- _Information given_
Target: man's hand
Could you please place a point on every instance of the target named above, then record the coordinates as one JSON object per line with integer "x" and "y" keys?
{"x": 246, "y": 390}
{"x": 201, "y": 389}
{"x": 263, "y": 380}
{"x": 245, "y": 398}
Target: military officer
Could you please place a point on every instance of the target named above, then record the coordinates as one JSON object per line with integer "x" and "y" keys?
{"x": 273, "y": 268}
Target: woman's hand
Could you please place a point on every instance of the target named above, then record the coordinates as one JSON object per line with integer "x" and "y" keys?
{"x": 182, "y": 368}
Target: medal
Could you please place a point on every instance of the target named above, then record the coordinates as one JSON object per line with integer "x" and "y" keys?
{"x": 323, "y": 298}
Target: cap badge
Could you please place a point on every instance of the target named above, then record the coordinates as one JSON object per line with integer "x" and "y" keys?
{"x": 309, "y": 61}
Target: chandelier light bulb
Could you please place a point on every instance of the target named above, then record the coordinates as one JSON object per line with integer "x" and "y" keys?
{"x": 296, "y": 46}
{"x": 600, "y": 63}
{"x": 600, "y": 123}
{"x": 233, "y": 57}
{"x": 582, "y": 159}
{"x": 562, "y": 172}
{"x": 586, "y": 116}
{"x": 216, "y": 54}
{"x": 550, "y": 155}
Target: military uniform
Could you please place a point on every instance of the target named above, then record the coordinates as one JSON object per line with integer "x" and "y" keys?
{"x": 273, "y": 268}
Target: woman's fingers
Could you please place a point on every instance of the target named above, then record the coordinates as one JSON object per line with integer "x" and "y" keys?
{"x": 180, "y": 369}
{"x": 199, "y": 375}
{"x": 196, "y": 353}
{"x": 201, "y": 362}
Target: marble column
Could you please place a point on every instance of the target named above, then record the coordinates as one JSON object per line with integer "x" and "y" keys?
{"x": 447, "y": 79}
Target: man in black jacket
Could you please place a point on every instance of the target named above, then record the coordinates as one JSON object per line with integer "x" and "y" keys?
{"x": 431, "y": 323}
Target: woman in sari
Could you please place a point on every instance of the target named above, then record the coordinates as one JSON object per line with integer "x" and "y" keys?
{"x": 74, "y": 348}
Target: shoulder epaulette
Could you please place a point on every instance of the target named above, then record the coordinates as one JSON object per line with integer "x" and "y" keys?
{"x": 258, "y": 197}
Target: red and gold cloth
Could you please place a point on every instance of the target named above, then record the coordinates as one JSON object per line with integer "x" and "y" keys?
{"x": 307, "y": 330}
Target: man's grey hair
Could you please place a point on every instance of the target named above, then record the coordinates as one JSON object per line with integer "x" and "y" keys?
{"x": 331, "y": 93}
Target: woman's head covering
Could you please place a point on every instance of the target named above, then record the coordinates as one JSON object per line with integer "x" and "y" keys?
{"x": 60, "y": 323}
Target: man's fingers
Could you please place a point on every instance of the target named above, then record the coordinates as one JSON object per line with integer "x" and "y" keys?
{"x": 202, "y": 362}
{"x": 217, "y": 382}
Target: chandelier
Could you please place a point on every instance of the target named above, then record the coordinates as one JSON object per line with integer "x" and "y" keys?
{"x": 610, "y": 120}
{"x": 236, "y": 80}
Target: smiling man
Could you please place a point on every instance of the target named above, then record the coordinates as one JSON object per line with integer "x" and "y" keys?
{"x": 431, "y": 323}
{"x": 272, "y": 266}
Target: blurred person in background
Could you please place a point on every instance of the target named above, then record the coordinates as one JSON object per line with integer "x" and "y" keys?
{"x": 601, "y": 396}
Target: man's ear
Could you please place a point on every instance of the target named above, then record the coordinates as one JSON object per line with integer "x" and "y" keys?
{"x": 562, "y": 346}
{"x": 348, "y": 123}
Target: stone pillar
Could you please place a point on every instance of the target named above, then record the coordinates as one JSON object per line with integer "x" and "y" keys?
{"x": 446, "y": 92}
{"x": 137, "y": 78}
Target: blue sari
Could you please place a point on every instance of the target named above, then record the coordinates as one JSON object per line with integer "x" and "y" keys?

- _Task directions_
Please return the records above exactly as they are written.

- _Task result_
Target: man's hand
Could you please place a point on every instance of the target named above, then record the coordinates as one JSON object per line with integer "x" and "y" keys?
{"x": 246, "y": 390}
{"x": 201, "y": 389}
{"x": 263, "y": 380}
{"x": 245, "y": 398}
Target: military officer
Could you please place a point on every instance of the target named above, then record the coordinates as one JSON object per line with integer "x" and "y" keys?
{"x": 273, "y": 268}
Target: woman's hand
Could you please place a point on every instance of the target named above, then record the coordinates as one JSON object per line with integer "x" and "y" keys?
{"x": 182, "y": 368}
Target: medal
Could you please place a point on every instance of the target named above, then record the coordinates as one JSON object per line with integer "x" and "y" keys?
{"x": 323, "y": 298}
Target: cap badge
Could you please place a point on every instance of the target named above, then record the coordinates as one JSON object per line with integer "x" and "y" keys?
{"x": 309, "y": 61}
Target: chandelier light bulb
Could you please place a point on every instance of the target named above, then record the coordinates as one JSON object per line with integer "x" and "y" keys?
{"x": 296, "y": 46}
{"x": 600, "y": 63}
{"x": 600, "y": 123}
{"x": 233, "y": 57}
{"x": 582, "y": 159}
{"x": 562, "y": 172}
{"x": 586, "y": 116}
{"x": 216, "y": 54}
{"x": 550, "y": 155}
Target: military uniform
Could you please place a point on every instance of the target named above, then record the coordinates as one JSON object per line with integer "x" and "y" keys?
{"x": 273, "y": 268}
Target: woman's fingers
Could you please place a point on every instance of the target named above, then record the coordinates as one JSON object per line with integer "x" and "y" keys?
{"x": 180, "y": 369}
{"x": 199, "y": 375}
{"x": 196, "y": 353}
{"x": 201, "y": 362}
Target: marble column
Could you please place a point on every instance of the target named above, then record the coordinates as one JSON object per line with integer "x" and "y" keys?
{"x": 447, "y": 79}
Target: man in black jacket
Could you please place a point on every instance of the target named above, then record the coordinates as one JSON object per line with integer "x" and "y" keys?
{"x": 431, "y": 323}
Target: woman in sari
Could you please place a point on every instance of the target named above, then record the coordinates as one JSON object per line with integer "x" and "y" keys?
{"x": 74, "y": 348}
Target: shoulder epaulette
Could you please place a point on every instance of the target named above, then record the coordinates as one JSON object per line with integer "x" and "y" keys?
{"x": 258, "y": 197}
Target: red and gold cloth
Could you please place a point on every instance of the target named above, then record the coordinates as one JSON object per line with integer "x" and "y" keys?
{"x": 307, "y": 330}
Target: man's grey hair
Could you please place a point on every instance of the target named above, then record the coordinates as one JSON object per line with integer "x" and "y" keys?
{"x": 331, "y": 93}
Target: woman's head covering
Could you please place a point on every instance of the target named above, then record the coordinates as one JSON object per line with integer "x" and "y" keys?
{"x": 60, "y": 323}
Target: man's fingers
Could you please place a point on every instance of the target named above, then record the coordinates as one JSON object per line with integer "x" and "y" keys?
{"x": 202, "y": 362}
{"x": 217, "y": 382}
Target: chandelier
Could you please place a point on every instance of the target named above, then record the coordinates as one JSON object per line with integer "x" and "y" keys?
{"x": 610, "y": 120}
{"x": 236, "y": 80}
Target: smiling man
Could you please place a point on every instance of the target named above, then record the coordinates as one JSON object per line with integer "x" and "y" keys?
{"x": 431, "y": 323}
{"x": 272, "y": 266}
Target: blurred person in background
Could you please place a point on every instance of the target named above, then record the coordinates as one JSON object per line with integer "x" and "y" keys?
{"x": 601, "y": 396}
Target: man's ear
Could you please place a point on every instance of the target named above, then record the coordinates as one JSON object per line with integer "x" and "y" keys?
{"x": 562, "y": 346}
{"x": 348, "y": 123}
Target: stone pillar
Could you please place a point on every instance of the target named above, then record the coordinates as one JSON object per line with integer "x" and "y" keys?
{"x": 446, "y": 92}
{"x": 137, "y": 78}
Target: blue sari
Could you please place a point on every instance of the target named above, then record the coordinates as one JSON object per line with integer "x" and "y" keys?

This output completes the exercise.